## EXERCISE BRIEF
Copy the listing below line for line, leaving out the pictures.

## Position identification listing
== == ==
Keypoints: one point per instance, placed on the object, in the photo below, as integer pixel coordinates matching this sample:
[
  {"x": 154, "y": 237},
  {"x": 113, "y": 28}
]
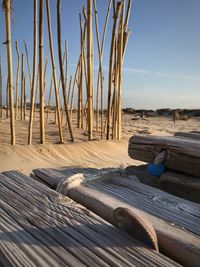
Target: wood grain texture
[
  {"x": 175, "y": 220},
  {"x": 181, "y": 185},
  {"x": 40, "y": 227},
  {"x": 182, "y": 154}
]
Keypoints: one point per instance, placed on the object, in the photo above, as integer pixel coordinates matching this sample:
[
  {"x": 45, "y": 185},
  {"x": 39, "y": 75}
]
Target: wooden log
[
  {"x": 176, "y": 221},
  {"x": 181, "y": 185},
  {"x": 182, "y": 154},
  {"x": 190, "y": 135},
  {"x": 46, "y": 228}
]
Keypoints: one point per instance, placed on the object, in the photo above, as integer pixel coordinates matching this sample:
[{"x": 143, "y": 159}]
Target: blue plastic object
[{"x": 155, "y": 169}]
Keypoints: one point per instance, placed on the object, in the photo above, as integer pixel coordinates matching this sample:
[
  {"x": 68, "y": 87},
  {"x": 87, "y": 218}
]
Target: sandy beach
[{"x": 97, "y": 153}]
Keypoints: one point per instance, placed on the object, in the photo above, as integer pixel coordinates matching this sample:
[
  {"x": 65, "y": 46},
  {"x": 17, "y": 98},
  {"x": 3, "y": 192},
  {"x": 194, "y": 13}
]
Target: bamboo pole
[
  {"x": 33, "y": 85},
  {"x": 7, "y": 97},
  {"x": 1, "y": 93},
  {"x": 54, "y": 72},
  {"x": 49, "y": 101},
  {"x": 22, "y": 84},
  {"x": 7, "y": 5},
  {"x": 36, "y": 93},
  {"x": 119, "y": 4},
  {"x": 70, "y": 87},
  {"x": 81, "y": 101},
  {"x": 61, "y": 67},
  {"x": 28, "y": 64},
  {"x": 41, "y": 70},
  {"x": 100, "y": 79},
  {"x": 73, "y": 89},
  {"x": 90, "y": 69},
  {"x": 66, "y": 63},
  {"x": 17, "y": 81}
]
== == ==
## TASK OUTPUT
Keypoints: one point per instance, placed on the object, in the photo below, as integer pixel coordinates matching this sample:
[
  {"x": 154, "y": 237},
  {"x": 113, "y": 28}
]
Target: wood grain texture
[
  {"x": 175, "y": 220},
  {"x": 181, "y": 185},
  {"x": 40, "y": 227},
  {"x": 182, "y": 154}
]
Keypoints: one point per instance, placed on the object, in the photo above, as integer pixel coordinates matching this sample:
[
  {"x": 45, "y": 185},
  {"x": 39, "y": 75}
]
Target: wooden log
[
  {"x": 176, "y": 221},
  {"x": 181, "y": 185},
  {"x": 182, "y": 154},
  {"x": 190, "y": 135},
  {"x": 46, "y": 228}
]
Keypoints: one point per instance, placed on the object, in the photo above, as integer pixel coordinates matching this sample:
[{"x": 143, "y": 159}]
Target: blue plastic object
[{"x": 155, "y": 169}]
Keypoints: one point per instance, placed on the object, in the photo above, as integer pixel coordinates matching this sample:
[
  {"x": 68, "y": 87},
  {"x": 87, "y": 218}
]
Target: sandy beach
[{"x": 97, "y": 153}]
Keypoints: one point per instance, placed on the object, in the photo above, as integer pixel coordinates matching this sample:
[
  {"x": 65, "y": 46},
  {"x": 17, "y": 98},
  {"x": 3, "y": 192},
  {"x": 194, "y": 13}
]
Target: bamboo pole
[
  {"x": 33, "y": 85},
  {"x": 7, "y": 97},
  {"x": 1, "y": 93},
  {"x": 54, "y": 72},
  {"x": 49, "y": 101},
  {"x": 22, "y": 84},
  {"x": 7, "y": 5},
  {"x": 36, "y": 93},
  {"x": 119, "y": 4},
  {"x": 70, "y": 87},
  {"x": 81, "y": 101},
  {"x": 61, "y": 67},
  {"x": 28, "y": 64},
  {"x": 41, "y": 70},
  {"x": 100, "y": 79},
  {"x": 73, "y": 89},
  {"x": 90, "y": 69},
  {"x": 66, "y": 63},
  {"x": 17, "y": 81}
]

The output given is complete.